> [TASK GOAL]: Output all the data below verbatim.

==============================

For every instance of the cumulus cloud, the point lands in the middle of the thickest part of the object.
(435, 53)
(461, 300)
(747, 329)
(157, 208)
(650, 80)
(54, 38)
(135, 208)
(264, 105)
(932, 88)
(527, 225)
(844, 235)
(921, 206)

==============================

> [REPLY TO THE EXERCISE]:
For every instance of the cumulus cloud, the point lands in the middle of the thickest part of the object.
(435, 53)
(461, 300)
(747, 329)
(157, 208)
(650, 80)
(54, 38)
(135, 208)
(264, 105)
(932, 88)
(527, 225)
(844, 235)
(921, 206)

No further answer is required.